EXERCISE INSTRUCTIONS: Retype the coral reef passage word for word, from "Coral reefs can" to "gone by 2050.".

DOCUMENT SEGMENT:
------------------------------------------------------------------------
3. Revive Our Oceans

Coral reefs can be found throughout the world largely in shallow waters of our oceans and seas. They are home to almost 25% of the 500,000 marine animal species on the planet. Described as tropical oases, they are the equivalent of land-based tropical rainforests and today, they are in peril all over the world because of ocean acidification and warming. Current predictions indicate up to 90% of coral reefs could be gone by 2050.

To reverse this, Coral Vita, a Freeport, Grand Bahama company, was established to grow coral on land for replanting in degraded ocean reefs. Coral Vita’s methods grow coral as much as 50 times faster than other systems and processes with a single coral farm able to supply enough for a country’s offshore reef systems.

The farms are also proving to be an educational resource within the countries where they are established and an eco-tourism attraction. A single farm has the capacity to grow millions of resilient corals annually. With the money from the Earthshot award, combined with the company’s adopt-a-coral program, it should help to scale its growth enabling the creation of more coral farms in countries where threatened reef systems exist.
------------------------------------------------------------------------
DATASET ENTRIES:
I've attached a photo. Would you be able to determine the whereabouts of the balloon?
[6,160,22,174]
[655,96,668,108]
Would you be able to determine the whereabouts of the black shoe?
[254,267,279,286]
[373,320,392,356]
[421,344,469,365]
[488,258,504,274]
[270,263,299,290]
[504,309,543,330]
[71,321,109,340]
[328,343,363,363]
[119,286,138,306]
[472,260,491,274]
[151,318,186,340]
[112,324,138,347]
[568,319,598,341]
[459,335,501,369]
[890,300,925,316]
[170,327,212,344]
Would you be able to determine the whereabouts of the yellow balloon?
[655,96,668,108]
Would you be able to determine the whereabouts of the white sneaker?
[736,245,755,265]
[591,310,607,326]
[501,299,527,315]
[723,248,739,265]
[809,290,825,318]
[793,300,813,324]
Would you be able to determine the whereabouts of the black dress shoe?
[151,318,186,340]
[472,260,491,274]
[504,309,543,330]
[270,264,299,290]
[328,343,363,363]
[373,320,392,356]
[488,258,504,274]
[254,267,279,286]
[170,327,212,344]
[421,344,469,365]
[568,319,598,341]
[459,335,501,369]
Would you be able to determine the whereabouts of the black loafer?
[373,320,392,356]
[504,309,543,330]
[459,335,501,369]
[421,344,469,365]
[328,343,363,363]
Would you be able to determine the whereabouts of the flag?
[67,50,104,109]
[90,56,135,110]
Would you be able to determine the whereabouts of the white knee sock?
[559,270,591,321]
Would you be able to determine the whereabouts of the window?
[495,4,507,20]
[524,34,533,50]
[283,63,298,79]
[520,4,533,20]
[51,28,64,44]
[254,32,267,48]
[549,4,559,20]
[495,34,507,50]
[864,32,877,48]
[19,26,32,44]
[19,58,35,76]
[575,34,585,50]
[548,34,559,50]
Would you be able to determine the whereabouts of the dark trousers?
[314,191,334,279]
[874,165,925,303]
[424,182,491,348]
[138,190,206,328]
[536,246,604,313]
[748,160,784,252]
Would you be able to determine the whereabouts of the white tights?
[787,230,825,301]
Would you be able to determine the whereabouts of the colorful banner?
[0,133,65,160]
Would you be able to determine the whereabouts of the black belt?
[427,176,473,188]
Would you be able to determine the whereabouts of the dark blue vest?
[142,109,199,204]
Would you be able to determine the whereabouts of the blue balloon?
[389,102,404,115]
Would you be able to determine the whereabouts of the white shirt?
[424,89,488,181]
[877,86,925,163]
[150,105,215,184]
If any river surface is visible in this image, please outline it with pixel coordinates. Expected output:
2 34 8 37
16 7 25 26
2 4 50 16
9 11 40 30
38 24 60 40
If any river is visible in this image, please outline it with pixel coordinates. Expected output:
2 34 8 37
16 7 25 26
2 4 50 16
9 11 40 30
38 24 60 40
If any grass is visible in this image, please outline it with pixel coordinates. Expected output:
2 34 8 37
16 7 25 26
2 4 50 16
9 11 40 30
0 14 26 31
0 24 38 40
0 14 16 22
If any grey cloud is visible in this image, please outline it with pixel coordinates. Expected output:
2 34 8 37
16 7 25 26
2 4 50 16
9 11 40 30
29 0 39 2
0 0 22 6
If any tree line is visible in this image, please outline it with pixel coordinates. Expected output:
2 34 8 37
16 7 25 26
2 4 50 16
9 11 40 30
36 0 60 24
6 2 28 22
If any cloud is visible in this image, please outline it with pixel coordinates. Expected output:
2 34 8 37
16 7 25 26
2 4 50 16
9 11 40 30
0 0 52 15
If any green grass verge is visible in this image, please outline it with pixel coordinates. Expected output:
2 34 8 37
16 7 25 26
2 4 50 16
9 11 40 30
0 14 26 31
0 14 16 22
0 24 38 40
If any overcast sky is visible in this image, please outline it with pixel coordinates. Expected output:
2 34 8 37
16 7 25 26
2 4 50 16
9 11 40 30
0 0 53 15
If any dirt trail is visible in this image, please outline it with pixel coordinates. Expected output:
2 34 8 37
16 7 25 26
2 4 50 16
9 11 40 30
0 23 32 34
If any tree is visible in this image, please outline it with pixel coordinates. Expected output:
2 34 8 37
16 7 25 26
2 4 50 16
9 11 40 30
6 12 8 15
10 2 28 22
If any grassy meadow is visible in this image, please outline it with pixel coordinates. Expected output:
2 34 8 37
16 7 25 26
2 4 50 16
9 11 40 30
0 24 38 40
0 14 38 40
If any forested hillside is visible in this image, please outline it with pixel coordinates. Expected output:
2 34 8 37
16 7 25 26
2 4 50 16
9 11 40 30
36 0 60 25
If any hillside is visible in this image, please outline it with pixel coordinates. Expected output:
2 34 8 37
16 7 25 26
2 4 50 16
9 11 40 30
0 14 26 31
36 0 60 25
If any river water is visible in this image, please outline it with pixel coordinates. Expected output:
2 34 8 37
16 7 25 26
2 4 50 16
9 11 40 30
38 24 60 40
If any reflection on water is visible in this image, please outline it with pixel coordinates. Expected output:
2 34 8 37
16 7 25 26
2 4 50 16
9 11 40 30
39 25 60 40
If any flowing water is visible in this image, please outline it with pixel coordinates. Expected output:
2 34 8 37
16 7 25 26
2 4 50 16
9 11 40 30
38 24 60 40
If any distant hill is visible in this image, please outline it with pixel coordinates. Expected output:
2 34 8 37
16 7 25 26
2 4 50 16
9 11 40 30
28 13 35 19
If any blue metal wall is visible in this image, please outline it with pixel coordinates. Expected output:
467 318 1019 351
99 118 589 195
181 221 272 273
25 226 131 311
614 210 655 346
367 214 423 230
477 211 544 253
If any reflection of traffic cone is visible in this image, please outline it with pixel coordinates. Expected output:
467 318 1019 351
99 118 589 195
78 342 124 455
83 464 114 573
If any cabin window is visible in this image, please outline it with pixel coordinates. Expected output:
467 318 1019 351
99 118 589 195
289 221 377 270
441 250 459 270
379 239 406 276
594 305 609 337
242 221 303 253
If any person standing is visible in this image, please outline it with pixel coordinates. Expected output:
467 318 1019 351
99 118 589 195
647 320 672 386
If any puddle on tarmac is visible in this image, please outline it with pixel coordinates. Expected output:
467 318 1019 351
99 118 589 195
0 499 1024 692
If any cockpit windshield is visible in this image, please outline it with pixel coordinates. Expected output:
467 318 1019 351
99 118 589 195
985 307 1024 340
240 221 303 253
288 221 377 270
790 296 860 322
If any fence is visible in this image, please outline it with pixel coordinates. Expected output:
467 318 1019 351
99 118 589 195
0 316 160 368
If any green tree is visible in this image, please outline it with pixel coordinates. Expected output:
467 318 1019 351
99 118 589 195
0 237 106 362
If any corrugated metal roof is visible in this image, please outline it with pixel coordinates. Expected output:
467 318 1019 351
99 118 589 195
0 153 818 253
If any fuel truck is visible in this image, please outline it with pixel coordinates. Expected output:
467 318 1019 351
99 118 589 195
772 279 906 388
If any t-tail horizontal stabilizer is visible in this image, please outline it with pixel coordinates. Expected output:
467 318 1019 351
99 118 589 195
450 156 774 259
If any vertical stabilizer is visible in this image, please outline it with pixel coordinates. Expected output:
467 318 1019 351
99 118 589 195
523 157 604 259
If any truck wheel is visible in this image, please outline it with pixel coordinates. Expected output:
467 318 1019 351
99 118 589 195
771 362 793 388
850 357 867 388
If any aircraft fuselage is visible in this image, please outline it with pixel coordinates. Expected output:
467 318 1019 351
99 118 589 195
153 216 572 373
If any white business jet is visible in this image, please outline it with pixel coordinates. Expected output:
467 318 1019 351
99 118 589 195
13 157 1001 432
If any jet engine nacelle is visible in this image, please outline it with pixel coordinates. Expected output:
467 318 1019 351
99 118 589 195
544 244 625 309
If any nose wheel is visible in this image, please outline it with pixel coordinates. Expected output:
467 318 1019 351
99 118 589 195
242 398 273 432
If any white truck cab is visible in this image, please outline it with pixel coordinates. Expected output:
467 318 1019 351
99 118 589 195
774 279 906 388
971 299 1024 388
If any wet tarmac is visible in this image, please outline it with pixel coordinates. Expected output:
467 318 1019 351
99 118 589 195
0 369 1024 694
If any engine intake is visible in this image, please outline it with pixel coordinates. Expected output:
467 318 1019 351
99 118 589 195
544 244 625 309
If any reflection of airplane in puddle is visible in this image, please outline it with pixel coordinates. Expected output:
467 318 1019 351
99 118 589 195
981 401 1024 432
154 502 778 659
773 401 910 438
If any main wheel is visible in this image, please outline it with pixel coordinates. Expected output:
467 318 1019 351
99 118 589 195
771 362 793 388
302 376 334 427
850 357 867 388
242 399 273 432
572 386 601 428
------------------------------------------------------------------------
OUTPUT OF THE TASK:
Coral reefs can be found throughout the world largely in shallow waters of our oceans and seas. They are home to almost 25% of the 500,000 marine animal species on the planet. Described as tropical oases, they are the equivalent of land-based tropical rainforests and today, they are in peril all over the world because of ocean acidification and warming. Current predictions indicate up to 90% of coral reefs could be gone by 2050.